Importing data into a table

Now that we have tables for organizing mouse and experiment sessions, it’s time for us to load the data recorded during each experimental session! In this section, we will look at creating an imported table, a table that will automatically import data from files.

Setting up tables

For this section, we will be using mock experimental data to be loaded into the table. For this to work properly, the content of the Session table must look exactly as following for the primary key attributes (mouse_id and session_date)

>> tutorial.Session

ans =


Object tutorial.Session

:: experiment session ::

  MOUSE_ID    SESSION_DATE    experiment_setup     experimenter
  ________    ____________    ________________    ______________

    0         '2017-05-15'    0                   'Edgar Walker'
    0         '2017-05-19'    0                   'Edgar Walker'
    5         '2017-01-05'    1                   'Fabian Sinz'
  100         '2017-05-25'    1                   'Jake Reimer'

4 tuples (0.0946 s)

If your Session table doesn’t quite have the same set of primary keys (mouse_id and session_date combinations) as shown above, make use of the various insert methods covered in Populating the table and delete method covered in Deleting entries to adjust your Session table content until it matches the table shown above.

Remember, because of data integrity constraints, if you are missing some of the mice in the Mouse table, you may have to insert the appropriate mouse into your Mouse table before you can insert a session corresponding to that mouse into the Session table.

Getting the data

You can download the (mock) experimental data for the above sessions packaged into a ZIP file here:

Experiment data

Go ahead and download the ZIP file and unzip the content. Place the data directory from the ZIP file somewhere where you’d remember. You will need the full path to this data directory to follow the rest of this section. In what follows, we will be refering to the path to the data simply as /path/to/data/ so be sure to substitute the full path to the data folder when trying out the commands below.

The follow are a few examples demonstrating what your data path might look like:

MacOS

If you extract the data folder into your Desktop, for example, then the path to the data folder will be something like /home/username/Desktop/data where you replace username with your user name for your machine.

Windows

On Windows, if you extracted data folder onto your Desktop, then the full path to the data folder will look like C:\Users\username\Desktop\data where you replace username with your user name for your machine.

Linux

If you extracted the data directory to your home folder, then the full path to the data directory will be something like /home/username/data where you replace username with your user name on the machine.

Data files

Inside the data directory, you will find 4 .mat (saved Matlab array) files with names like data_100_2017-05-25.mat. As you might have guessed, these are the data for the 4 recording sessions in the Session table, and each file are named according to the mouse_id and session_date - the attributes of the primary keys - in the format data_{mouse_id}_{session_date}.mat.

Let’s take a quick peak at the data content:

>> load data_0_2017-05-15 % must change to data directory first
>> size(data)

ans =

         1        1000

So this particular file contains an array of length 1000. This represents a recording of raw electric activity from a single neuron over 1000 time bins.

Other files contain similar looking data in Matlab array format, giving the electric activity from a neuron recorded from each session.

__EXERCISE SET__
- 1) In the tutorial on importing data into a table, in what format are the data file names written?
- 2) Duplicate the part of the tutorial on importing data into a table that opens with the words containing "You can download" and closes with "the commands below.".

__SUPPLIED DATA__
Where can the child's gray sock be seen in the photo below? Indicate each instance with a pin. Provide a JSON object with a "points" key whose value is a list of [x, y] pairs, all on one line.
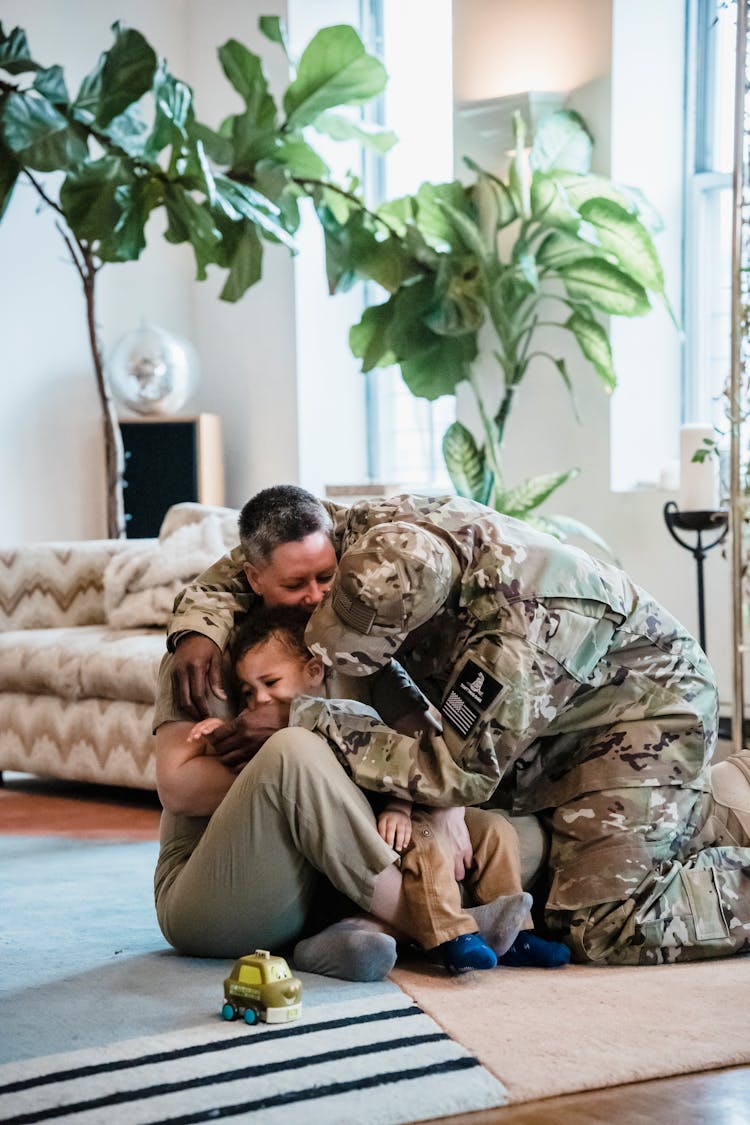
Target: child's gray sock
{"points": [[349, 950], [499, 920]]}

__WRITTEN RESPONSES__
- 1) data_{mouse_id}_{session_date}.mat

- 2)
You can download the (mock) experimental data for the above sessions packaged into a ZIP file here:

Experiment data

Go ahead and download the ZIP file and unzip the content. Place the data directory from the ZIP file somewhere where you’d remember. You will need the full path to this data directory to follow the rest of this section. In what follows, we will be refering to the path to the data simply as /path/to/data/ so be sure to substitute the full path to the data folder when trying out the commands below.